The problem
In the property story, can you give the passage starting with "I have worked" and going on through "or brick veneer." again, switching "broker" for "surveyor"?

Text provided
--------------------

Finance & Tax27 November 202312 min read

She Knew Nothing About Property. Her House Grew 25% in One Year.

Joey Don

Joey Don

Co-Founder & CEO

She Knew Nothing About Property. Her House Grew 25% in One Year.

I have worked with hundreds of property buyers. Corporate executives with spreadsheets thicker than encyclopedias. Engineers who run Monte Carlo simulations on rental yields. Accountants who want to see three independent valuations before they will look at a listing photo.

And then there was Mengmeng.

She did not know the difference between a broker and a banker. Six months after settlement, she still had no idea what council rates were. She had never heard of RPData. She could not tell you whether her house was weatherboard or brick veneer.

Her property appreciated 25 per cent in twelve months.

I am going to walk you through exactly how that happened, because I think the lesson is far more important than the numbers.

The Property Nobody Wanted

The house sat on a corner block in Kilsyth, roughly 500 square metres. On paper, it was a disaster catalogue. Weatherboard construction, which most Chinese-Australian buyers automatically reject. Corner lot on a busy road, which conventional wisdom says depresses value. Structural defects including foundation movement and timber deterioration. The building inspection report ran to fourteen pages.

We sent Mengmeng to inspect the property before settlement. She drove out, walked around the exterior, took a few photos, and left. She did not go inside. She did not check the foundation. She did not look at the timber.

I still shake my head about that.

But here is the thing. The property had one characteristic that mattered more than every defect combined: it was priced correctly for what it was, and the land had subdivision potential. A 500-square-metre corner block in Kilsyth, even with a condemned house on it, has genuine two-lot development upside. We knew that. The market, scared off by the defect list, did not price it in.

Let me elaborate on the property's defects because understanding the defect profile is essential to understanding the opportunity.

The foundation showed signs of differential settlement, meaning parts of the house had sunk at different rates. This is common in older weatherboard homes built on reactive clay soils, which expand and contract with moisture levels. The building inspector recommended underpinning, which is expensive but not catastrophic. In Kilsyth, underpinning costs typically run between $15,000 and $30,000 depending on the number of piers required.

The timber framing showed moisture damage in three locations, primarily around the bathroom and laundry. Two wall studs needed replacement, and the subfloor bearer under the bathroom had partial rot. The inspector flagged termite activity as possible but not confirmed. We commissioned a separate termite inspection which came back clear.

The roofing was original corrugated iron with visible rust in several areas. Not leaking at the time of inspection, but nearing end of life. Budget for re-roofing: $12,000 to $18,000.

Each of these defects, presented individually to a buyer, triggers a fear response. But when you aggregate the repair costs, they totalled significantly less than the discount the market applied to the purchase price. The market was pricing in emotional risk. We were pricing in actual repair costs. The gap between those two numbers was our client's profit.

--------------------

Location annotation dataset excerpts
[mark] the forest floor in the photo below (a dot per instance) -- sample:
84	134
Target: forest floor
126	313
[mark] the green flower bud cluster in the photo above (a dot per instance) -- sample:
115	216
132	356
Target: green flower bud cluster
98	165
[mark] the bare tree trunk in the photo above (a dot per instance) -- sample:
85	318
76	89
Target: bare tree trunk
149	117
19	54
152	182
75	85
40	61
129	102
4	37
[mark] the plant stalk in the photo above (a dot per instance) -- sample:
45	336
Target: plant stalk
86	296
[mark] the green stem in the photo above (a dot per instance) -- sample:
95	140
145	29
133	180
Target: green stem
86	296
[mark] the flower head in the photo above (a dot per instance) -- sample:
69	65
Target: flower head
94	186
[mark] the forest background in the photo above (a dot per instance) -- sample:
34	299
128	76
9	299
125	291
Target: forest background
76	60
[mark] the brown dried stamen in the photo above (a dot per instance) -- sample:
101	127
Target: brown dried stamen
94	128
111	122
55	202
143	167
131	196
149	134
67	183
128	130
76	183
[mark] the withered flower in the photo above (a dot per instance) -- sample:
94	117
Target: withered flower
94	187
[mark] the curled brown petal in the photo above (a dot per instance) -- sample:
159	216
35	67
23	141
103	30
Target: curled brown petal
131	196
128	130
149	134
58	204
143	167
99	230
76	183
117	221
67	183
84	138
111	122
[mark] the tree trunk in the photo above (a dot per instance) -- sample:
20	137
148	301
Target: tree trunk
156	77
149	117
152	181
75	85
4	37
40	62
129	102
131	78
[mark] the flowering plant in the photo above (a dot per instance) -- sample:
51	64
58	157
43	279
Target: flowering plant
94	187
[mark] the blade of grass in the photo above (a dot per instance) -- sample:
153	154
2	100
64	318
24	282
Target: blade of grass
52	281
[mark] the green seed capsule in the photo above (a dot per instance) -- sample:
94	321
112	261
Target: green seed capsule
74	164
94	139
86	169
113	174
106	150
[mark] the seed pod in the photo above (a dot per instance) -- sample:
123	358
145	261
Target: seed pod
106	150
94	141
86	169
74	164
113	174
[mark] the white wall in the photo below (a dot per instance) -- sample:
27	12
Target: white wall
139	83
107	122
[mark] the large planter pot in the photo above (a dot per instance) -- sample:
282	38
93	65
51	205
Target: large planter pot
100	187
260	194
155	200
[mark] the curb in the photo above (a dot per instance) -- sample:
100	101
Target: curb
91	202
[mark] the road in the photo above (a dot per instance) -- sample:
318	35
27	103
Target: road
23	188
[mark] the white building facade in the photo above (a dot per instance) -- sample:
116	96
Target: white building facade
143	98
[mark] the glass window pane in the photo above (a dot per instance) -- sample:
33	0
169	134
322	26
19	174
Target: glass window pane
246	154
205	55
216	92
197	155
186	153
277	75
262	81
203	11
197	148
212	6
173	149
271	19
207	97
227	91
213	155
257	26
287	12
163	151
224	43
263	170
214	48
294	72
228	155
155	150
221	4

--------------------

Full output
I have worked with hundreds of property buyers. Corporate executives with spreadsheets thicker than encyclopedias. Engineers who run Monte Carlo simulations on rental yields. Accountants who want to see three independent valuations before they will look at a listing photo.

And then there was Mengmeng.

She did not know the difference between a surveyor and a banker. Six months after settlement, she still had no idea what council rates were. She had never heard of RPData. She could not tell you whether her house was weatherboard or brick veneer.